Source excerpt:
##############################

And a ratchet is…well, we don’t slut shame here at GTHQ- quite the opposite, in fact (ladies)– nor do we support it, so I’m not gonna link to Urban Dictionary. It’s what you’d call something bad, of poor quality, or ugly, often used in reference to a woman. Sigh. Do I have to explain all this? Remind me to give Dope Uber an earful about how goddamn terrifying this tightrope they’ve asked me to walk is. I don’t want to get Twittered at! So anyway. You buy their sweet swag- like the T-shirt or lunchbox below- and get some Ratchet Cakes. Side note! Y’all realize that this limited gear from this unique time in history might be worth something to a collector one day? I mean, even if our society doesn’t survive the Illuminati’s secret flouride injections and chemtrails, a lunchbox will definitely hold up long enough for Antique Robot Roadshow’s ancient human expert to determine it’s worth a kajillion blorknoks, give or take a blork.
Plus you get a Soufeast Ratchet Cake! I got two- the standard SRC is a Fruit Loops kinda cereal bar…err, lump…and clocks in at 100mg, give or take a blork (I’m not gonna get tired of this joke anytime soon, folks). Your Gentleman also got a special, limited Cocoa Puff bar that was roughly 50mg, give or (you can mentally insert the rest. That’s what she said. HA! Jinx!) The secret ingredient is love. Love and distillate. So I chowed down on both and settled in to watch Guardians of the Galaxy 2 on Netflix. I don’t go to the theater much cuz I’m not a fan of paying $70 for a movie, popcorn, and the chance to be a sitting duck for the next maladjusted fuckboy with a grudge and a gatt, and I tend to get paranoid on edibles in any case. But at home, from the comfort of my couch, I can enjoy my Ratchet cakes in a peaceful, happy mood, laughing easily at Marvel’s lovable cast of extraterrestrial miscreants, and for about another hour past the running time at nothing in particular.
Of course, after 150mg of cannabis, the Gentleman always gets a solid night’s sleep, and this dosage is perfect for waking well-rested. Much more and I tend to zombie through the next day. I can certainly recommend you try a Soufeast Ratchet Cake from Dope Uber for yourself.

##############################

Data segment:
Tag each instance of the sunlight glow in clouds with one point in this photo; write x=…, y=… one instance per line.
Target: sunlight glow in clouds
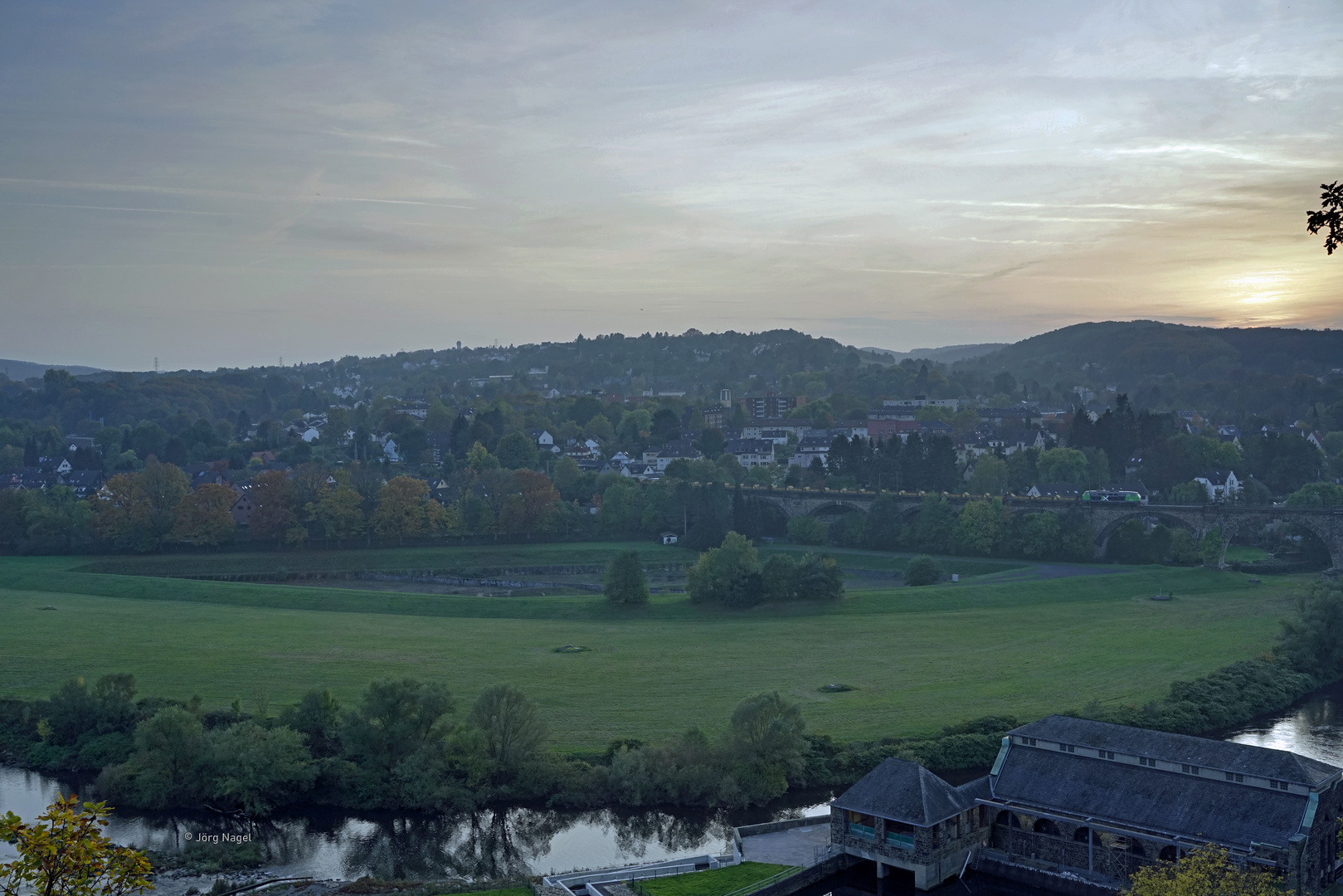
x=223, y=184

##############################

Stated goal 1: In the Ratchet Cake review, copy word for word the passage from "Of course, after" up to and including "Uber for yourself.".
Stated goal 2:
Answer these questions from the Ratchet Cake review:
(a) What dose does the standard Soufeast Ratchet Cake clock in at?
(b) On what service was Guardians of the Galaxy 2 watched?
(c) What does the writer say tends to happen with a dose much larger than 150mg?

Exercise answer 1:
Of course, after 150mg of cannabis, the Gentleman always gets a solid night’s sleep, and this dosage is perfect for waking well-rested. Much more and I tend to zombie through the next day. I can certainly recommend you try a Soufeast Ratchet Cake from Dope Uber for yourself.

Exercise answer 2:
(a) 100mg
(b) Netflix
(c) The writer tends to zombie through the next day.